#### [ЗАДАНИЯ ДЛЯ РАБОТЫ]
(1) Замените «жемчужины» на «бусины» и приведите текст о портрете Изабель и Катарины от «Меньшая, Катарина, кажется» до «будущее этих девочек.».
(2) Продолжите текст о портрете Изабель и Катарины после его последнего предложения.

#### [ИСХОДНЫЙ ТЕКСТ]
********

Искусство эпохи Возрождения. Нидерланды, Германия, Франция, Испания, Англия — страница 110 из 128


Софонисба Ангишола (?). Портрет инфанты Катарины Микаэлы (?). Ок. 1585


Меньшая, Катарина, кажется более чувственной, но не столь решительной. Ручонка с короткими пальчиками, осторожно протянутая к венку, и другая, робко перебирающая на груди жемчужины, выражают смущение. Направление ее взгляда и жест рассогласованы, как будто то, что старшая сестра дарит ей венок, происходит не наяву, а во сне, в который ей едва верится.

Но одно дело – убедительность поведения с точки зрения жизненной ситуации, совсем другое – выполнение условностей портретного жанра. Деятельное начало художник вверил Изабель. Зато пассивная роль Катарины дает вам возможность остановиться на ее лице как на сугубо портретном изображении. Распределяя роли таким образом, Коэльо предвидит будущее этих девочек.

********

(Фрагменты данных с указанием точек)
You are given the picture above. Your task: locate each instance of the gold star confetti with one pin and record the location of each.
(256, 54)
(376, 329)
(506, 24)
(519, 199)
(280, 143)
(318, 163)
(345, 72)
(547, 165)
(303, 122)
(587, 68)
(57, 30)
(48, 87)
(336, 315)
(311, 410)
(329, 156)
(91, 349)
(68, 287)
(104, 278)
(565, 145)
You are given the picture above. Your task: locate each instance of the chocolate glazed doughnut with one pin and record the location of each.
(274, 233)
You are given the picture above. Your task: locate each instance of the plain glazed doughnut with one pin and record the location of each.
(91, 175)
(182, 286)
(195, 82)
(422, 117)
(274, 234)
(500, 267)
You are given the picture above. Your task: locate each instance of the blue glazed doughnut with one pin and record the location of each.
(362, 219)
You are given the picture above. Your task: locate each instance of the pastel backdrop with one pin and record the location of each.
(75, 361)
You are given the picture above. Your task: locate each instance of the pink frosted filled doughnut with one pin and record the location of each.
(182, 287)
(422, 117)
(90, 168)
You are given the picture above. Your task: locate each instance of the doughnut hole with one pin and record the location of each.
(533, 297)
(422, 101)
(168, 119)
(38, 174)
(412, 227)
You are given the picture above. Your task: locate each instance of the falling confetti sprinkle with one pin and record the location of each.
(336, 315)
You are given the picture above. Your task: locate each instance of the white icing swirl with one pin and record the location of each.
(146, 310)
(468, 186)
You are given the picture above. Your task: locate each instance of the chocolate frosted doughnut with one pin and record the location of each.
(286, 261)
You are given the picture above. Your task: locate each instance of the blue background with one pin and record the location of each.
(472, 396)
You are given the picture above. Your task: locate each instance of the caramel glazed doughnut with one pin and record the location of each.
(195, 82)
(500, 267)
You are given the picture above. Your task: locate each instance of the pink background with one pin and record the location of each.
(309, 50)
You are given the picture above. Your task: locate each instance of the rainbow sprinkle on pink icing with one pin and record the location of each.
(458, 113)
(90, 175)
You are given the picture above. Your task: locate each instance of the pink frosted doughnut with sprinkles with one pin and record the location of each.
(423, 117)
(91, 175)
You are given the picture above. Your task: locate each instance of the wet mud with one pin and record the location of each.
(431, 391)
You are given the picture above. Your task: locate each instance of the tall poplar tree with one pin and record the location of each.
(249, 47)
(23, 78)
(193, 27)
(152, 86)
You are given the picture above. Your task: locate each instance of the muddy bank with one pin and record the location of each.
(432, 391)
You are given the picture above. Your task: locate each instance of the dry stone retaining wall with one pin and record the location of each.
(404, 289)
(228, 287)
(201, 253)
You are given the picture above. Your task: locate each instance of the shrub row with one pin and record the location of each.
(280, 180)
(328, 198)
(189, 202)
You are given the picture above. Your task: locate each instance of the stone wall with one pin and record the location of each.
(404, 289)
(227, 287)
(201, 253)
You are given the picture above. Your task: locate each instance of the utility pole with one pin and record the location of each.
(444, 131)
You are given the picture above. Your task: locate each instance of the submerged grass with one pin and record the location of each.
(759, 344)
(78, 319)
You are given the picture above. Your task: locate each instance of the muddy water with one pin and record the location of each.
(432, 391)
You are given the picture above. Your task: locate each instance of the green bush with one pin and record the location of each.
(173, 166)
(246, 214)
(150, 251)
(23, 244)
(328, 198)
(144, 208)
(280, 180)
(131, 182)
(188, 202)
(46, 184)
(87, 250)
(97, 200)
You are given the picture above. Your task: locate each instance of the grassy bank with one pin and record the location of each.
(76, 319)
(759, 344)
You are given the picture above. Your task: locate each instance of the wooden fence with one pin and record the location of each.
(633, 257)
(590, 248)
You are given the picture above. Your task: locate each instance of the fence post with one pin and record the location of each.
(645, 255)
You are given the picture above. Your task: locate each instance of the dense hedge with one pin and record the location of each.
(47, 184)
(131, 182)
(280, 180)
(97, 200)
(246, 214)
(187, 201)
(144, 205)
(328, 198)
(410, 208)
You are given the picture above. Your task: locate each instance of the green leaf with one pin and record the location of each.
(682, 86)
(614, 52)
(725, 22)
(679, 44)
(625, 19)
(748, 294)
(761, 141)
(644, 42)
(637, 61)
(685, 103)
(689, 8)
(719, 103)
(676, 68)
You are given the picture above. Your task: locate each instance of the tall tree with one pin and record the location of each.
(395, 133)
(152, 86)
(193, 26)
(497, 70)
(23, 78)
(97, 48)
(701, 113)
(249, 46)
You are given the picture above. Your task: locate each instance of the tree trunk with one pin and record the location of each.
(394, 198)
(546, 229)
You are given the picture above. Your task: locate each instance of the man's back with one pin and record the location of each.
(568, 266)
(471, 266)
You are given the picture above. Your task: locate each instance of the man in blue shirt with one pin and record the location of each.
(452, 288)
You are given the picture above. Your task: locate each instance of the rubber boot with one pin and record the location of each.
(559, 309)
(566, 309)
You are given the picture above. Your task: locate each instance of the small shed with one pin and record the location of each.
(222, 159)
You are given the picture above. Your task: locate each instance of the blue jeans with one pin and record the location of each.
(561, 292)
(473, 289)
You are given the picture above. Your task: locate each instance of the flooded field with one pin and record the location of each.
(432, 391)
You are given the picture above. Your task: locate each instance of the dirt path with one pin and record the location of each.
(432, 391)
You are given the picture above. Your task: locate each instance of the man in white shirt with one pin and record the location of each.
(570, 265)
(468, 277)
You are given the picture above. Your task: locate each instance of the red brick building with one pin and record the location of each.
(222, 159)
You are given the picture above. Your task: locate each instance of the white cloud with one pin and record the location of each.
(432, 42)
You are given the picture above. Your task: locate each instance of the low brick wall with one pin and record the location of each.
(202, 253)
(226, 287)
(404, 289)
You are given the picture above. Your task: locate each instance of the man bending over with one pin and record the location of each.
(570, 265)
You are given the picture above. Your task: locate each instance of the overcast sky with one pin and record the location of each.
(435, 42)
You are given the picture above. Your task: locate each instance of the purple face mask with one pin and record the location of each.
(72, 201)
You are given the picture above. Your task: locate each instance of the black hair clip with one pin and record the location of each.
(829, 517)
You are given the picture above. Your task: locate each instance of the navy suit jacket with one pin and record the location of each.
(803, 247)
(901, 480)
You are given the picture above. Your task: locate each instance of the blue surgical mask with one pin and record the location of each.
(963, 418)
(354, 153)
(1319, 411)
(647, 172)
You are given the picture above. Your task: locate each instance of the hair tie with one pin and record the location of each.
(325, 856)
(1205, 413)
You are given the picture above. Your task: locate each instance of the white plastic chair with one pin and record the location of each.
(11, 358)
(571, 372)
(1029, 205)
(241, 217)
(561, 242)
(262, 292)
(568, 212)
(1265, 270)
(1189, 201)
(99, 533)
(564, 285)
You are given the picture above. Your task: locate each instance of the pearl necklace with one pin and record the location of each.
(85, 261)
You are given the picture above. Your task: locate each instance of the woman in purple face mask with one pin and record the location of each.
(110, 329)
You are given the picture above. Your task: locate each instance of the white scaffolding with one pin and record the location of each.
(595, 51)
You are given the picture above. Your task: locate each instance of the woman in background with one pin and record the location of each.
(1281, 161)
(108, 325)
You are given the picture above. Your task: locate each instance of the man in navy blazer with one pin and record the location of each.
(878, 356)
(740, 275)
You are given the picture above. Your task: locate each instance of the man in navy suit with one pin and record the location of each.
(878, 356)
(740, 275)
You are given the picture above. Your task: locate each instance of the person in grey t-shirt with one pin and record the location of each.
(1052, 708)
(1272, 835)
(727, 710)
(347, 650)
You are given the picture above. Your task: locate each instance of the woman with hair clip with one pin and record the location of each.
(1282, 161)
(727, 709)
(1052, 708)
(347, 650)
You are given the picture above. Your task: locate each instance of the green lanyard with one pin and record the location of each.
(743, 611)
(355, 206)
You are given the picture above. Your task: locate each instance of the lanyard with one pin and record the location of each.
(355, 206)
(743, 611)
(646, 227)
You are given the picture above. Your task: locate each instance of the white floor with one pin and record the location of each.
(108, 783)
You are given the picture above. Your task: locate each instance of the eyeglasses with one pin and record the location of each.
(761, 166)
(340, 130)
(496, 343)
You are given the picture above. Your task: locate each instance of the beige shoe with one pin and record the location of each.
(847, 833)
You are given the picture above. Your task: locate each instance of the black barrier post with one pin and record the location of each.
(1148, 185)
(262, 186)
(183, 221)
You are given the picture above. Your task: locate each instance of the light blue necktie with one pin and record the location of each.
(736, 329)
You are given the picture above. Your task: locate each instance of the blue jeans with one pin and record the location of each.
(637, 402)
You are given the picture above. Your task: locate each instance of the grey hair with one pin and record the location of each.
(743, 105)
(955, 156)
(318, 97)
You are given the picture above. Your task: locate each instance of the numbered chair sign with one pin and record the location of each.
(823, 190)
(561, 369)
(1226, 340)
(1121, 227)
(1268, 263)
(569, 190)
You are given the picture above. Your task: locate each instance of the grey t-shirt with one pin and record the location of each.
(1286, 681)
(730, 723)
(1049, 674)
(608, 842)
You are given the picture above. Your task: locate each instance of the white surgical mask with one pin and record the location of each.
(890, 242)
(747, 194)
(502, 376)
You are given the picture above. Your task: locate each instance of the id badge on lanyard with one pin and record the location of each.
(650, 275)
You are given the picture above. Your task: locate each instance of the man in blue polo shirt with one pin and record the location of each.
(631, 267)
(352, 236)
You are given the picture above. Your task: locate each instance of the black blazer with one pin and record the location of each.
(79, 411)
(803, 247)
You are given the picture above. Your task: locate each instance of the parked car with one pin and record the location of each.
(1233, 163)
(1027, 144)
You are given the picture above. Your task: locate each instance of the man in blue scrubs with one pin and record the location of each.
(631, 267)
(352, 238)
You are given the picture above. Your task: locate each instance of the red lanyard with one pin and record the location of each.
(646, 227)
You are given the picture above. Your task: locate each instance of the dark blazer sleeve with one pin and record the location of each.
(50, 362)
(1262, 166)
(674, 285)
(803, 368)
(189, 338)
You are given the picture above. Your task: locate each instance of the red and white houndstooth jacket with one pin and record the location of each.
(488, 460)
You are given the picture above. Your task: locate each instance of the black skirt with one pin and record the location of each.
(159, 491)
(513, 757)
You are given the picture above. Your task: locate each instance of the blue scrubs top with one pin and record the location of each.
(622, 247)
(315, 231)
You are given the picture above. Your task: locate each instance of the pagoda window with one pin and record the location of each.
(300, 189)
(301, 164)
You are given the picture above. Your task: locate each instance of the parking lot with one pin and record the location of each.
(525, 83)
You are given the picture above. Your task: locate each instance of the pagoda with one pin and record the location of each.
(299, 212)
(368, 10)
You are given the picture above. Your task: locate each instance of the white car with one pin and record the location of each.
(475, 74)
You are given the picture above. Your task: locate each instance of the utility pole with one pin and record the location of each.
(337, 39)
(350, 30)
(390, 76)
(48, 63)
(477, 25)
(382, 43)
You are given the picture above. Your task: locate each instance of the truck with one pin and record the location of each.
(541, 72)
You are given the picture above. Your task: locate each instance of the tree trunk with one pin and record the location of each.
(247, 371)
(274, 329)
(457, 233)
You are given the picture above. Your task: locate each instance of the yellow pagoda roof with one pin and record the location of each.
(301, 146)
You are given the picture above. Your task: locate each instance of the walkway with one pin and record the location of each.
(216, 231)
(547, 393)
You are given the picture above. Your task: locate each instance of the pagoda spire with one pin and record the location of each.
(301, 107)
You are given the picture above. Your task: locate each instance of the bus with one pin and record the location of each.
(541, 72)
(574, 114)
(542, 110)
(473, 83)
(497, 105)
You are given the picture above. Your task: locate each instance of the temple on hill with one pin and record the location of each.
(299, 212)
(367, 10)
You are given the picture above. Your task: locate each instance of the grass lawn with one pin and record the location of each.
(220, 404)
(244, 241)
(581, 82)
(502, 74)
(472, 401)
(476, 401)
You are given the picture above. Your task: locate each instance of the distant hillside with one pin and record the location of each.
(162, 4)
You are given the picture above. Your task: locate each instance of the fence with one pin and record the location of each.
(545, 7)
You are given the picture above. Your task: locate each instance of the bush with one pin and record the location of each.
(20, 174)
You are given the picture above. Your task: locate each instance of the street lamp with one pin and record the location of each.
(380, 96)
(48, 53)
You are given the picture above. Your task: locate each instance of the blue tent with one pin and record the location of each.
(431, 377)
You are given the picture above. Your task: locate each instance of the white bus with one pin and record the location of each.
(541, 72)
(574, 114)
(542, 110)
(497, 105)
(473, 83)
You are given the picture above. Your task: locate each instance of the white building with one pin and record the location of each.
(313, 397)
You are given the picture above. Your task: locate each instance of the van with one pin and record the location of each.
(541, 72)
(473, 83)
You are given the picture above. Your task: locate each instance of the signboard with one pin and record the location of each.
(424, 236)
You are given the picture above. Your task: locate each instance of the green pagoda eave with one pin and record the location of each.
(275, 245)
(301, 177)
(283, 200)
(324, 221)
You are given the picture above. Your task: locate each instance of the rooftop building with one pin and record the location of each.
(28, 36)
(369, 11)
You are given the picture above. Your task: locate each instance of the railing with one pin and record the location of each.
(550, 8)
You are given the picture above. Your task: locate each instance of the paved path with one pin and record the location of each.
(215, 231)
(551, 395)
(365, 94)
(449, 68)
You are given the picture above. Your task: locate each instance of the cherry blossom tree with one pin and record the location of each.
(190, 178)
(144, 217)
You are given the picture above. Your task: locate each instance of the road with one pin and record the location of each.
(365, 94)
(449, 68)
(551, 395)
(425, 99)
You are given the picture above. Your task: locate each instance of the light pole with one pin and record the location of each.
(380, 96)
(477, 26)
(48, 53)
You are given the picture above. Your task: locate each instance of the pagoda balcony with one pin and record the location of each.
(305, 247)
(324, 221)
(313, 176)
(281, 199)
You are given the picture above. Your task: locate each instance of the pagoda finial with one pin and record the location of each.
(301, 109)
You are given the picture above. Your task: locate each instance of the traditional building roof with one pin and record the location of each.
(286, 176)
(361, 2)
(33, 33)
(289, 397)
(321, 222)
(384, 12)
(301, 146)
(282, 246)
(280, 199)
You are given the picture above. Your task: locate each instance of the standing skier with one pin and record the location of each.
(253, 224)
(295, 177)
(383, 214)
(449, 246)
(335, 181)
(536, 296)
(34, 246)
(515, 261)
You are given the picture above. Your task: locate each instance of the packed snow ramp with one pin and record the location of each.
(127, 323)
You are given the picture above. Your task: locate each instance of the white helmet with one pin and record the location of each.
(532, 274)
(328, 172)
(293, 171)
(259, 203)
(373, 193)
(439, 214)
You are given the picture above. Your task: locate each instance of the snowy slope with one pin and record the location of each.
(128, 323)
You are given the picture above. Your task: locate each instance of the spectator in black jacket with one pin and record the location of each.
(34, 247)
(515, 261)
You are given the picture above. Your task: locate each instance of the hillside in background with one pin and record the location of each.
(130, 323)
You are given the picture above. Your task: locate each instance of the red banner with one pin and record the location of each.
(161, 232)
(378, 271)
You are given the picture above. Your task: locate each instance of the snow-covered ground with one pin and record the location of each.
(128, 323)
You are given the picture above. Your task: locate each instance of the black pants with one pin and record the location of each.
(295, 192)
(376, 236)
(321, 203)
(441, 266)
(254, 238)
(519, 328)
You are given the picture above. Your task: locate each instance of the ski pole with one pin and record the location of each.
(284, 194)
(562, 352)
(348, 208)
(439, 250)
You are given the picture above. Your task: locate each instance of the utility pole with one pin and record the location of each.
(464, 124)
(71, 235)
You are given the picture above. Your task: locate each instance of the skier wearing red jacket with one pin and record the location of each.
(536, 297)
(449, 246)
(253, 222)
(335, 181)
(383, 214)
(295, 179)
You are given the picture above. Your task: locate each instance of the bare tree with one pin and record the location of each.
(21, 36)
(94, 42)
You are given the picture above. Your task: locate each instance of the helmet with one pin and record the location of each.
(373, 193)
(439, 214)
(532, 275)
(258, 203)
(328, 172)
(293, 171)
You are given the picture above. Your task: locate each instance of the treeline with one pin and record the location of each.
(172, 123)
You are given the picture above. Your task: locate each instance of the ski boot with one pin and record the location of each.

********

#### [ОТВЕТЫ ПО ЗАДАНИЯМ]
(1)
Меньшая, Катарина, кажется более чувственной, но не столь решительной. Ручонка с короткими пальчиками, осторожно протянутая к венку, и другая, робко перебирающая на груди бусины, выражают смущение. Направление ее взгляда и жест рассогласованы, как будто то, что старшая сестра дарит ей венок, происходит не наяву, а во сне, в который ей едва верится.

Но одно дело – убедительность поведения с точки зрения жизненной ситуации, совсем другое – выполнение условностей портретного жанра. Деятельное начало художник вверил Изабель. Зато пассивная роль Катарины дает вам возможность остановиться на ее лице как на сугубо портретном изображении. Распределяя роли таким образом, Коэльо предвидит будущее этих девочек.

(2)
Алонсо Санчес Коэльо. Портрет Филиппа II. Ок. 1580


Катарина Микаэла станет ослепительной красавицей. Читатель может убедиться в этом, взглянув на ее портрет работы Коэльо, находящийся в Прадо, либо на знаменитый «Портрет дамы в меховой накидке» из Глазго, который романтически настроенные историки искусства принимали за портрет Херонимы де лас Куэвас, жены Эль Греко, написанный им самим, а новейшие исследователи склонны переатрибутировать Софонисбе Ангишола, полагая, что это портрет инфанты Катарины Микаэлы[1194]. В 1585 году Катарина выйдет замуж за герцога Савойского. Она не доживет до смерти своего отца: умрет в Турине тридцати лет от осложнений, вызванных преждевременными родами одиннадцатого ребенка.

Изабеллу Клару Евгению Филипп II назовет «утешением своей старости», «светом своих глаз». Она останется при отце его верной помощницей до последнего часа его жизни. После смерти Филиппа II (1598) она исполнит его волю, выйдя замуж за штатгальтера Испанских Нидерландов эрцгерцога Альбрехта VII. Правление, которое она продолжит после смерти мужа единолично, станет «золотым веком» этой страны. Изабелла войдет и в историю искусства как главная покровительница Рубенса[1195].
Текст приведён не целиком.